Por Álvaro Abós |
Cuando el príncipe Hamlet vuelve a Dinamarca, un
guardián de Elsinor, su castillo, le advierte que "algo huele a
podrido". El príncipe Hamlet trata de gobernar bien, ama a Ophelia,
reflexiona sobre la vida y la muerte en sus soliloquios, pero comprueba que
todo esto no sirve, porque la corrupción ha envenenado la vida de Dinamarca, la
de sus súbditos y la de él mismo. Imperan los dracmas del mal, la moneda
maldita de los antiguos griegos. Este vislumbre shakespeariano tiene cierto
reflejo en la Argentina de hoy.
Gobiernan este país una presidenta y un
vicepresidente electos por amplísima mayoría en elecciones limpias. Es cierto
que hay problemas y desajustes, pero ¿qué país no los tiene? Sin embargo, esa
normalidad se asienta en un andamiaje frágil, porque el vicepresidente ha sido acusado por un fiscal federal :
resulta que, cuando era ministro de Economía, habría intentado, a través de una
red de testaferros, usar su poder institucional para quedarse con el 70% del
negocio de la impresión de la moneda nacional, a cargo de la entonces
agonizante empresa Ciccone .
Es cierto que in du bio pro reo :
nadie es culpable hasta que un juez lo condena. Sin embargo, la opinión pública
conoce muchos de los elementos de la causa Ciccone: testimonios, pruebas
documentales, indicios. Por lo tanto, en la opinión pública existe un estado de
sospecha sobre el comportamiento del señor Amado Boudou.

════════════════

(PROBLEMAS POR RESOLVER)
1. Según el texto de referencia, ¿qué porcentaje del negocio de la impresión de la moneda nacional habría intentado quedarse el vicepresidente?
2. Explica, con base en el texto de referencia, por qué hay en la opinión pública un estado de sospecha sobre Amado Boudou, a pesar de que nadie es culpable hasta que un juez lo condena.
Los datos no guardan ninguna relación con el texto de referencia.

(DATOS PROPORCIONADOS)
════════════════

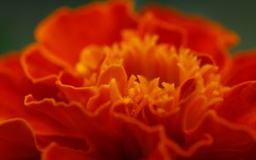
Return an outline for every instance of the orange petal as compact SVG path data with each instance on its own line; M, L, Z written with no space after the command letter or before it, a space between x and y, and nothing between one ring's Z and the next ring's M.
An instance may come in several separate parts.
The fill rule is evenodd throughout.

════════════════

(RESPUESTAS POR EJERCICIO)
1. El 70%.

2. La opinión pública conoce muchos de los elementos de la causa Ciccone: testimonios, pruebas documentales e indicios. Por eso, aunque no haya condena judicial, en ella existe un estado de sospecha sobre el comportamiento de Amado Boudou.